TASK REQUIREMENTS - Reproduce word for word the stretch of the Julia threading post below from "In short, I" through "not an issue).".

I.e. the main task only starts running after the worker task on thread 1 (= main thread) is done. I can understand why this happens, but don’t see how to get around this.

I’ve tried increasing the number of OS-level threads available in Julia, e.g -t 5 or higher. In some of the test runs this indeed allows the main thread to see the results as they come in, but then it’s because thread 1 (i.e main thread) doesn’t have a worker task assigned. But this only starts to happen regularly from -t 8 or higher (e.g. double the number of physical cores).

In short, I could use some pointers how to approach this. I find the intermediate Task layer a bit confusing, although I can understand why it’s there, if the goal is to abstract away from OS-level threads into something perhaps a bit more user-friendly. But the lack of low-level control over OS-level threads is a bit surprising, as even in Python a threading.Thread corresponds directly to a pthread (which can be useful when having computations that release the GIL, or working with lots of I/O connections that spend a lot of time being blocked, in which case the number of OS-level threads is not an issue).

DATA EXTRACT -
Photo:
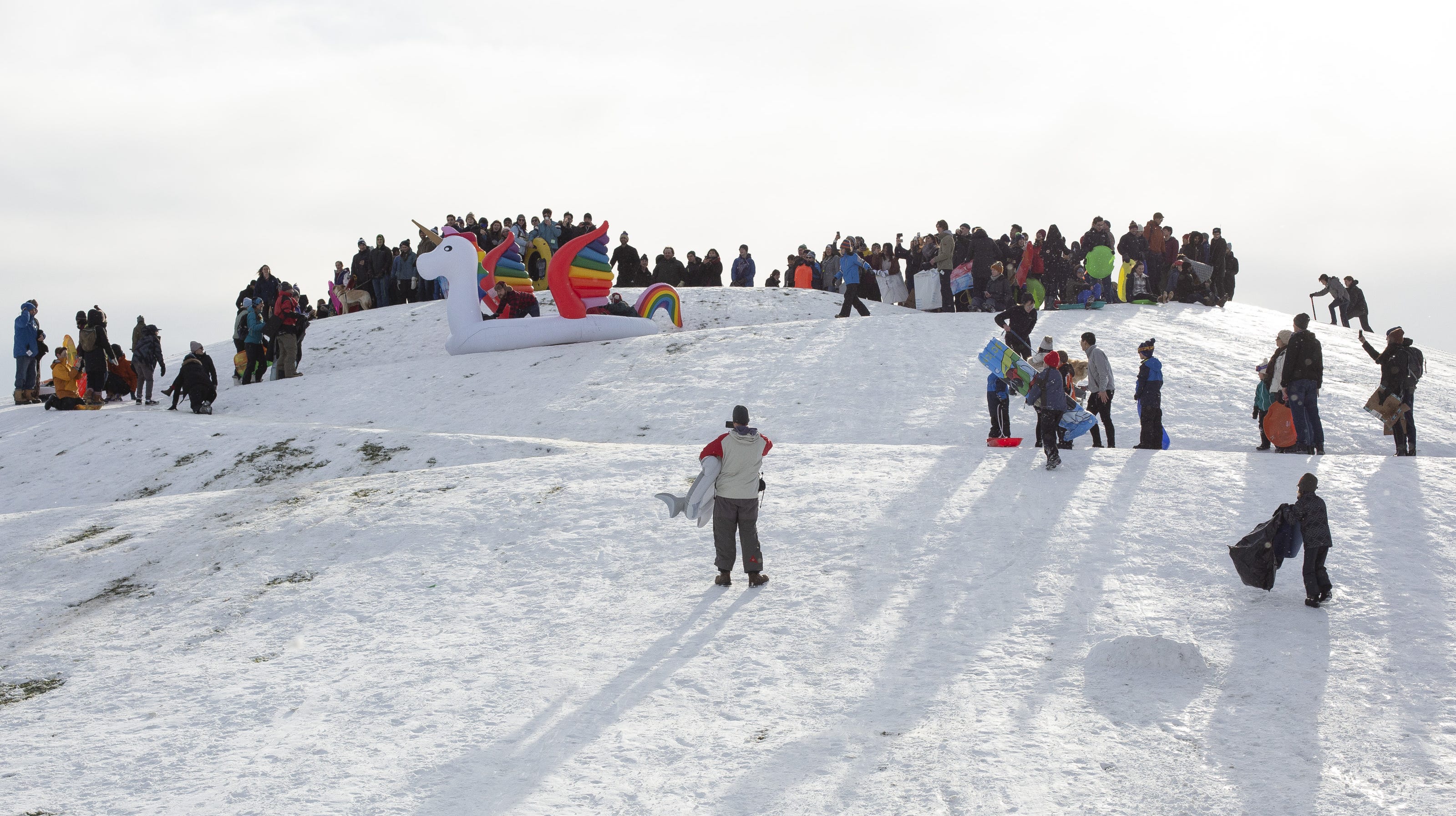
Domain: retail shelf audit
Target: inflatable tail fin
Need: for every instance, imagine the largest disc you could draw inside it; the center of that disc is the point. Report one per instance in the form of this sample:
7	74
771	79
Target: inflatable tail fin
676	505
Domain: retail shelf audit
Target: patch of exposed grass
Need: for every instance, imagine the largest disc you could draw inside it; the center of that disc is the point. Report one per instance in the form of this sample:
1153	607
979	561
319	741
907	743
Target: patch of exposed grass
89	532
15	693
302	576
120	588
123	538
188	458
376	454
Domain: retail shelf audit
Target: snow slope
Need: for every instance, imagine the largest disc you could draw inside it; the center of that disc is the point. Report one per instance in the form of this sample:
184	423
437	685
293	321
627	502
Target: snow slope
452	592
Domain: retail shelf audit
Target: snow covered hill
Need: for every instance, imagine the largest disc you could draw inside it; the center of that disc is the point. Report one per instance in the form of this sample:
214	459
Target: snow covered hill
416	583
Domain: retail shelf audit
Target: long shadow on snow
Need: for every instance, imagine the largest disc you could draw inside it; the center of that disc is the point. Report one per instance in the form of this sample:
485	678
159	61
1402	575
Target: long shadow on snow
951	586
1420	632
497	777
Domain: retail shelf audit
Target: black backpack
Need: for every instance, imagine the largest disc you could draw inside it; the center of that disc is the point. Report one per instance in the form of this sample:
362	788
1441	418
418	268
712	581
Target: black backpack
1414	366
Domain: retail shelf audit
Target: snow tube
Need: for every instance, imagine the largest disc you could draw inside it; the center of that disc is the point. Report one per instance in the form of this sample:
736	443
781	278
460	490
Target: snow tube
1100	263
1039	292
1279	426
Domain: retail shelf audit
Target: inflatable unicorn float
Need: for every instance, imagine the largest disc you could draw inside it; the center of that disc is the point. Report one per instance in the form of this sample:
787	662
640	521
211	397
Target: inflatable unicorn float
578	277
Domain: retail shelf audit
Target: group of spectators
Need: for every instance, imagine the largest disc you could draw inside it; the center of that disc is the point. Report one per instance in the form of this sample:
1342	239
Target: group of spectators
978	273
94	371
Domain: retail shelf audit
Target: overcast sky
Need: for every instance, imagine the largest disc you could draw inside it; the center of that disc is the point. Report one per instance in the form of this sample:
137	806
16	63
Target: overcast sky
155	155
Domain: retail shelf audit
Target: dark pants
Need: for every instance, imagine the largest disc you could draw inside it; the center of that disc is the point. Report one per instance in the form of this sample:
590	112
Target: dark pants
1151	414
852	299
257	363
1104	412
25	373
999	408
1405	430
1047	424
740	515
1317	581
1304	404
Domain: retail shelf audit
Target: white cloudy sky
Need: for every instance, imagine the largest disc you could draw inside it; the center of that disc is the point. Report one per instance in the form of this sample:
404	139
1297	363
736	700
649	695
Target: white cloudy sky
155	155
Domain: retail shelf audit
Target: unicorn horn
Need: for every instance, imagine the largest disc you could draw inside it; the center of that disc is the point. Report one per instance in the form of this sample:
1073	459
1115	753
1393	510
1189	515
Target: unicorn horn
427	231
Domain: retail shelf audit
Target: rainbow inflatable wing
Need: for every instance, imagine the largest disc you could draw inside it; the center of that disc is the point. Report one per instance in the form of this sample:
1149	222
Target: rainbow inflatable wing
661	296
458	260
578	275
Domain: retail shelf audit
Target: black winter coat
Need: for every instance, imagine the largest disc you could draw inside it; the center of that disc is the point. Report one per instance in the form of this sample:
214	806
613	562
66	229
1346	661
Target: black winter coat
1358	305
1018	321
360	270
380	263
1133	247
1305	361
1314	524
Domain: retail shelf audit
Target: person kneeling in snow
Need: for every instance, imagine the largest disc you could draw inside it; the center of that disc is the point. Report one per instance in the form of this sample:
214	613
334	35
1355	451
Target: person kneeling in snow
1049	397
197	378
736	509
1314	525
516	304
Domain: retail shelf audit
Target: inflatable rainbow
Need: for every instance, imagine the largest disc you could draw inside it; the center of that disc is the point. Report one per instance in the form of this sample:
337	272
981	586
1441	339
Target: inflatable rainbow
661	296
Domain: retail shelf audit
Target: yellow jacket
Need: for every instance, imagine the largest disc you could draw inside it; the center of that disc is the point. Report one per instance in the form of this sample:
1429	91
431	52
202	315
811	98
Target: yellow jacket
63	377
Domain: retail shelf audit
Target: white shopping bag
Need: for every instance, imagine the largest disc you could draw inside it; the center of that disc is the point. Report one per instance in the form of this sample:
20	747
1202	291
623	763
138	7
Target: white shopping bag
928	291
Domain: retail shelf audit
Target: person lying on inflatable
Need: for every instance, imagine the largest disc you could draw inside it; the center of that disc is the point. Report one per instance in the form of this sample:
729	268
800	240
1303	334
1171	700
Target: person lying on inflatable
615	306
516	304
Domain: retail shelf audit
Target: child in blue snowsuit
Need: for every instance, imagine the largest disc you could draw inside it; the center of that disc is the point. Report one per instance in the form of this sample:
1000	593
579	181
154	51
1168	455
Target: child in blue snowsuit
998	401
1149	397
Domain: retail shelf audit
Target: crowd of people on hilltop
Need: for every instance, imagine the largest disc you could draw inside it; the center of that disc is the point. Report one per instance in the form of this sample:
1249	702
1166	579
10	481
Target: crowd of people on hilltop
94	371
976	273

SOLUTION -
In short, I could use some pointers how to approach this. I find the intermediate Task layer a bit confusing, although I can understand why it’s there, if the goal is to abstract away from OS-level threads into something perhaps a bit more user-friendly. But the lack of low-level control over OS-level threads is a bit surprising, as even in Python a threading.Thread corresponds directly to a pthread (which can be useful when having computations that release the GIL, or working with lots of I/O connections that spend a lot of time being blocked, in which case the number of OS-level threads is not an issue).